What to do: List every line in the items below that contains the word "boat", copying each line in full. Match upper and lower case exactly.

[Saved data entries]
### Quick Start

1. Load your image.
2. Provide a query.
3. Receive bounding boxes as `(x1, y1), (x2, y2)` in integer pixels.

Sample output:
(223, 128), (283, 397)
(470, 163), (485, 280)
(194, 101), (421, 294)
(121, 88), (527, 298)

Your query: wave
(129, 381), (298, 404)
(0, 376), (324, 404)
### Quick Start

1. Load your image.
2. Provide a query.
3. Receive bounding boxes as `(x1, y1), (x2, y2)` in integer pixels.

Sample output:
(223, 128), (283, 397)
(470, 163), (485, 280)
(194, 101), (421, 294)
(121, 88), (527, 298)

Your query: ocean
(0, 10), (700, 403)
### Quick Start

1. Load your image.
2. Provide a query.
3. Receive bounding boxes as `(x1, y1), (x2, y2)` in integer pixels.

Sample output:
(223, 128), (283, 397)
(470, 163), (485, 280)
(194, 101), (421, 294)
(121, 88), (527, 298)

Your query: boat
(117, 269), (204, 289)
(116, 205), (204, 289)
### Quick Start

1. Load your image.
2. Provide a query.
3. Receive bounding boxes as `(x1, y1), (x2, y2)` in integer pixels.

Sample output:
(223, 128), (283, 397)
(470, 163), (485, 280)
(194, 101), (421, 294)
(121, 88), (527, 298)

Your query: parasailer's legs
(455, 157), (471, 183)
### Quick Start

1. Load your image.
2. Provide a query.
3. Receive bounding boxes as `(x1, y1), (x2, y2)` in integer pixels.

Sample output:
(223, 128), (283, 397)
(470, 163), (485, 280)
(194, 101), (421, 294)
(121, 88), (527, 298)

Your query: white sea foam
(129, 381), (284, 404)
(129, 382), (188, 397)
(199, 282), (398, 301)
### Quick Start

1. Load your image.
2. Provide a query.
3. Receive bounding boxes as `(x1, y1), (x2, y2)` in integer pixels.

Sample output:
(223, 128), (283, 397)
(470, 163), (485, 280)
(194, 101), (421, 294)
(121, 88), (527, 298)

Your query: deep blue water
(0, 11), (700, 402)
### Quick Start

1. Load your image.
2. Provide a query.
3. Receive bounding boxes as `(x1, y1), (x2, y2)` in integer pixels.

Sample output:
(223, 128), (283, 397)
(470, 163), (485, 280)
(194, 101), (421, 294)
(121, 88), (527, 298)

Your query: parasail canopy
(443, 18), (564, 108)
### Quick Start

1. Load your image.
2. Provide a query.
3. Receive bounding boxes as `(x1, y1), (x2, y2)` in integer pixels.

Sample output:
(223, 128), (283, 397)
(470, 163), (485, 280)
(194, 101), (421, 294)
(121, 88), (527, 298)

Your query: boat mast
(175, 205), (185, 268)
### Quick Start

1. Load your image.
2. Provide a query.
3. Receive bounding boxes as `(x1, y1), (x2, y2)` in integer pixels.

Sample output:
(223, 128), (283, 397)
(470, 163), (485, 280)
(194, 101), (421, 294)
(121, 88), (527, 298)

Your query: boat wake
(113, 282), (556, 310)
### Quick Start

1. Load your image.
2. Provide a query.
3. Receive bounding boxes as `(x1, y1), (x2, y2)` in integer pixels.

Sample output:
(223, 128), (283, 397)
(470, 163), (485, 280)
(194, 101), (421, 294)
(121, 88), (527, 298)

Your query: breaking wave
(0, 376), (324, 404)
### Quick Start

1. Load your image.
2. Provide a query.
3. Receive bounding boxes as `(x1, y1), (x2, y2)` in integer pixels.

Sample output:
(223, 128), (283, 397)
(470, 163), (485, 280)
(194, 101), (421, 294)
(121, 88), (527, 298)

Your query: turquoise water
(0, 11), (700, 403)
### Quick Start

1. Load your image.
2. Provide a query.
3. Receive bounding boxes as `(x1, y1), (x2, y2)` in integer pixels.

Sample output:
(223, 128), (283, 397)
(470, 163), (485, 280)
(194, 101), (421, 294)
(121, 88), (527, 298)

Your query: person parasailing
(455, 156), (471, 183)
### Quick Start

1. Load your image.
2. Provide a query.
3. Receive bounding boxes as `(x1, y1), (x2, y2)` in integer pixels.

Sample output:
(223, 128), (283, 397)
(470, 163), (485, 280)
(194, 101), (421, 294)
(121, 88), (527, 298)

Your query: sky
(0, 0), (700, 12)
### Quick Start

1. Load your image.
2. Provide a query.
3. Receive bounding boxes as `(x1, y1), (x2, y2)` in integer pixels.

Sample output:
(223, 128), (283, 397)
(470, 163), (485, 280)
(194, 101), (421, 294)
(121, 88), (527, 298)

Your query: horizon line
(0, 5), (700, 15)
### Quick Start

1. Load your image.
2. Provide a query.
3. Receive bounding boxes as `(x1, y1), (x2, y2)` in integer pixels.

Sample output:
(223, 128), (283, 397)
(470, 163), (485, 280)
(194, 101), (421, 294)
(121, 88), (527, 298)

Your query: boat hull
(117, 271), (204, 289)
==
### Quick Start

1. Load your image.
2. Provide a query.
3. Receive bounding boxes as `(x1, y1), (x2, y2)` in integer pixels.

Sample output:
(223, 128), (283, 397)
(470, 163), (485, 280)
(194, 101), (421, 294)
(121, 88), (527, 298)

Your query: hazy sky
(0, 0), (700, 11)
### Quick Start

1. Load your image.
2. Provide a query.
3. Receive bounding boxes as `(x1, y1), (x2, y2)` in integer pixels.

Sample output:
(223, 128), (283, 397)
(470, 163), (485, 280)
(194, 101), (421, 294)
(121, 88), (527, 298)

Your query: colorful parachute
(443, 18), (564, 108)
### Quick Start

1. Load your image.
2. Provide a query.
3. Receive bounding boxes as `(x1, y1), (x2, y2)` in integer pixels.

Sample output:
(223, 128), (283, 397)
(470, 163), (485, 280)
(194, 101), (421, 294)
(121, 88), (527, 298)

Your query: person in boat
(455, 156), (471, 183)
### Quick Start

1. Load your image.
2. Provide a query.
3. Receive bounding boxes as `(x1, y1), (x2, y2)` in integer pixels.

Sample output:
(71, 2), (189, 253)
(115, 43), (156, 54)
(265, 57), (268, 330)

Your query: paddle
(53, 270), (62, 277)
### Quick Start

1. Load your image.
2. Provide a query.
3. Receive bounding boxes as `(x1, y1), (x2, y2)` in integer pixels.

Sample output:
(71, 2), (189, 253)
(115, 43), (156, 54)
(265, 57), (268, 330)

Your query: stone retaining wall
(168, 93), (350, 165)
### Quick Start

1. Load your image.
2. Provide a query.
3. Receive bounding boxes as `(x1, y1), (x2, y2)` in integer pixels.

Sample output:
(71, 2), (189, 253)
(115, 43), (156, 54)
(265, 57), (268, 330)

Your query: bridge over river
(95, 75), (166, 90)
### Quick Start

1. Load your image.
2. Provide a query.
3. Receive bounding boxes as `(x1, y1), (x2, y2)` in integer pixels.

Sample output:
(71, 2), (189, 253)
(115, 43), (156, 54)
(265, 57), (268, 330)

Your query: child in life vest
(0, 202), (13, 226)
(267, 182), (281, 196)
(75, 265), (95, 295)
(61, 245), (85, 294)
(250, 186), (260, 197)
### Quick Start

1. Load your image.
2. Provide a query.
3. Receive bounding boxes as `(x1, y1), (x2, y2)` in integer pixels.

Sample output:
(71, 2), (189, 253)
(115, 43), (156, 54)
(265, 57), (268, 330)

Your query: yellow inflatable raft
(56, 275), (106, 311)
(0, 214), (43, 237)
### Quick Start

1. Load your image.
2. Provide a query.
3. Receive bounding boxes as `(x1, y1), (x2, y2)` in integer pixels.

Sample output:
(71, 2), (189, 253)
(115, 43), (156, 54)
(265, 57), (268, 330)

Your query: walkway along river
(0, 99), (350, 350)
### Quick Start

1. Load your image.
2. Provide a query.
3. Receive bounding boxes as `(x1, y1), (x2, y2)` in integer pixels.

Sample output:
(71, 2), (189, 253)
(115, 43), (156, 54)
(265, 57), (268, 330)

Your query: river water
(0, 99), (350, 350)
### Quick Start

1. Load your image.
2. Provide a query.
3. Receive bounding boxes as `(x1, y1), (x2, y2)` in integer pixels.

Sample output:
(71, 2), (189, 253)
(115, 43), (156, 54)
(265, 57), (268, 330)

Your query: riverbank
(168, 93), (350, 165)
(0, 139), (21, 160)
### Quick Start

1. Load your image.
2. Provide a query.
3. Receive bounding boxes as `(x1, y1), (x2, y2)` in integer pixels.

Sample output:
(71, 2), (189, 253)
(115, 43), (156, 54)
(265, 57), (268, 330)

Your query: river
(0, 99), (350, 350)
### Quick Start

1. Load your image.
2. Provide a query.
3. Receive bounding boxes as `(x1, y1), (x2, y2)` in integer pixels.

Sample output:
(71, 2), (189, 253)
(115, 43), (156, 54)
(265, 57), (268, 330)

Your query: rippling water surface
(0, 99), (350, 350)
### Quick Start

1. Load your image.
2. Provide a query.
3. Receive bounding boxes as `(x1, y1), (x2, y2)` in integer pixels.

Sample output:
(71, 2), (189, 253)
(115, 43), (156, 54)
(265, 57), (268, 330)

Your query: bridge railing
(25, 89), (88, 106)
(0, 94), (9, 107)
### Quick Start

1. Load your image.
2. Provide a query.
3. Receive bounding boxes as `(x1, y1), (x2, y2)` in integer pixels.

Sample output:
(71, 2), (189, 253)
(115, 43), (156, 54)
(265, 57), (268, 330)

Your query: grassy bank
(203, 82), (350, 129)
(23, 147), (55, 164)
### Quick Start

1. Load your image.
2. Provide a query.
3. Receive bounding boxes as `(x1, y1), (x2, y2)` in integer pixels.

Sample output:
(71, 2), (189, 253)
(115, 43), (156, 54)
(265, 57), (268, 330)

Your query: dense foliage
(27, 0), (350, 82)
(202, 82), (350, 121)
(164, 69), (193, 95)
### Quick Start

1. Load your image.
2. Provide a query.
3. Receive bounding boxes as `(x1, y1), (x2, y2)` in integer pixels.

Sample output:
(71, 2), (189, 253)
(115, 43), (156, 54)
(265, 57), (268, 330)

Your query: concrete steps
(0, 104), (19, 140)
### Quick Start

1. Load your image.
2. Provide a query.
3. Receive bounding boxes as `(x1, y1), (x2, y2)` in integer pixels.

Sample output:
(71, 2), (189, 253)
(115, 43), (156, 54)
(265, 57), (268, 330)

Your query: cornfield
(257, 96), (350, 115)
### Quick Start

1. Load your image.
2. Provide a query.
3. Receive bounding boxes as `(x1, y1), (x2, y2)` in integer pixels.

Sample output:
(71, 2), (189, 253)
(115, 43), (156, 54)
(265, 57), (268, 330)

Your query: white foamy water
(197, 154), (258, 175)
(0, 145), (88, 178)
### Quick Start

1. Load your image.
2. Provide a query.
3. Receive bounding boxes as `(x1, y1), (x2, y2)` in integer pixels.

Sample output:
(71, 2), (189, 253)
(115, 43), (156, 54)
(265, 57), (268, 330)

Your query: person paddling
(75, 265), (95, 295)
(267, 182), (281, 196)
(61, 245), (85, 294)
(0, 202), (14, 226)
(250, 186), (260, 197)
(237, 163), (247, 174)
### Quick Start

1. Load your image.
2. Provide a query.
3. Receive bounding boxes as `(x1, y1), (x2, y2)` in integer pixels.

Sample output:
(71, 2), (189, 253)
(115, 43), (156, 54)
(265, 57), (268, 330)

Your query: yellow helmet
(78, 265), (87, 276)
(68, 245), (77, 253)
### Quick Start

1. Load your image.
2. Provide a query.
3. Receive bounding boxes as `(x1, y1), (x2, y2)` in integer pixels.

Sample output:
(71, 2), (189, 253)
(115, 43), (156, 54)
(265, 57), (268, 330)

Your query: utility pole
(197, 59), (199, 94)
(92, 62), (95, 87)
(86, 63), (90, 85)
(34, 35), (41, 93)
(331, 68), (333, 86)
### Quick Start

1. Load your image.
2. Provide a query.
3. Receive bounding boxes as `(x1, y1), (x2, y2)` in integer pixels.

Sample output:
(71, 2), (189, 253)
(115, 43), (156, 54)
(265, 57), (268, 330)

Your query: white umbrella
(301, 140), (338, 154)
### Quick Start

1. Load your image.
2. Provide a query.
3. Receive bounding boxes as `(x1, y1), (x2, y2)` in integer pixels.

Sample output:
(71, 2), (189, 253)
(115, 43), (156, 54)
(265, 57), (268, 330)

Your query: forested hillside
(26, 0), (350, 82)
---
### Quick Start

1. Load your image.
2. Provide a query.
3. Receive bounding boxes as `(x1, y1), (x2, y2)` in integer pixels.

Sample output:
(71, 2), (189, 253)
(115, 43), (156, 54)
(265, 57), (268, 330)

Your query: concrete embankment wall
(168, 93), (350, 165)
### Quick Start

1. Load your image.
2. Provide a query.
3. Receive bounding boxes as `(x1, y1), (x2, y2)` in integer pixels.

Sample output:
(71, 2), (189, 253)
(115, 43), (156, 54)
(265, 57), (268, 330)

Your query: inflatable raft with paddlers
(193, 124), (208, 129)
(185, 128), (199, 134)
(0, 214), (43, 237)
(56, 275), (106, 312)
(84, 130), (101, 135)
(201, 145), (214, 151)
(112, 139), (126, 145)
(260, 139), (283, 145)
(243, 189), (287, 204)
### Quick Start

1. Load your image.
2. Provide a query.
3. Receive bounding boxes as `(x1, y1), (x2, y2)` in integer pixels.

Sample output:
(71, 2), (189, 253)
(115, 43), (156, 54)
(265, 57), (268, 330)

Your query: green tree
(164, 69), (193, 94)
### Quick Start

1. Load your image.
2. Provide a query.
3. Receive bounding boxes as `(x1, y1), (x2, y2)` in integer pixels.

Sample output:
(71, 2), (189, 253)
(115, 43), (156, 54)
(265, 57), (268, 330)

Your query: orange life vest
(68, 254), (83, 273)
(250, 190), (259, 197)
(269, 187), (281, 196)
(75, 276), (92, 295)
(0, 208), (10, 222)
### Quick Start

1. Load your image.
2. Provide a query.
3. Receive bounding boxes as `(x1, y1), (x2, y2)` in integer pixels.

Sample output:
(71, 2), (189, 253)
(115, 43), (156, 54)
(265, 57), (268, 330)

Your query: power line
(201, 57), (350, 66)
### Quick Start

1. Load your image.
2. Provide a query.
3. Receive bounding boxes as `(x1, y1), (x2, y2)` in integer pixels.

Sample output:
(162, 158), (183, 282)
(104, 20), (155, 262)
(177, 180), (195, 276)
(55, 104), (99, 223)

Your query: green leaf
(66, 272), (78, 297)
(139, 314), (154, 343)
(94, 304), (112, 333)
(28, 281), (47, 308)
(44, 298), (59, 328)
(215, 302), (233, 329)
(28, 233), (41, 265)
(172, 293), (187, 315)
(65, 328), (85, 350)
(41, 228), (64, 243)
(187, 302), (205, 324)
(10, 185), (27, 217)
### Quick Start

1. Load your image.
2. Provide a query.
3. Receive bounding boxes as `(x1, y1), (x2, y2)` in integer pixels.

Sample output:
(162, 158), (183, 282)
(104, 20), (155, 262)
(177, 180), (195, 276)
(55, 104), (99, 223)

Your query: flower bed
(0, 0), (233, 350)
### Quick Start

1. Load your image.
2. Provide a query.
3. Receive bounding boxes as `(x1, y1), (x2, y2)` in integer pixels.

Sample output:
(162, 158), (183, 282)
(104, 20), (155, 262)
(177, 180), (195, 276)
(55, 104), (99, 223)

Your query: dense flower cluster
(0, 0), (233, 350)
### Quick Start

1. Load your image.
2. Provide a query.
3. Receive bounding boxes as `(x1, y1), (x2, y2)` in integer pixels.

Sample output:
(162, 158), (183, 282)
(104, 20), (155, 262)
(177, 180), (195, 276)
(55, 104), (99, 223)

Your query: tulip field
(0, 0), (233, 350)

Written reply:
Your query: boat
Your query: boat mast
Your query: boat wake
Your query: boat hull
Your query: person in boat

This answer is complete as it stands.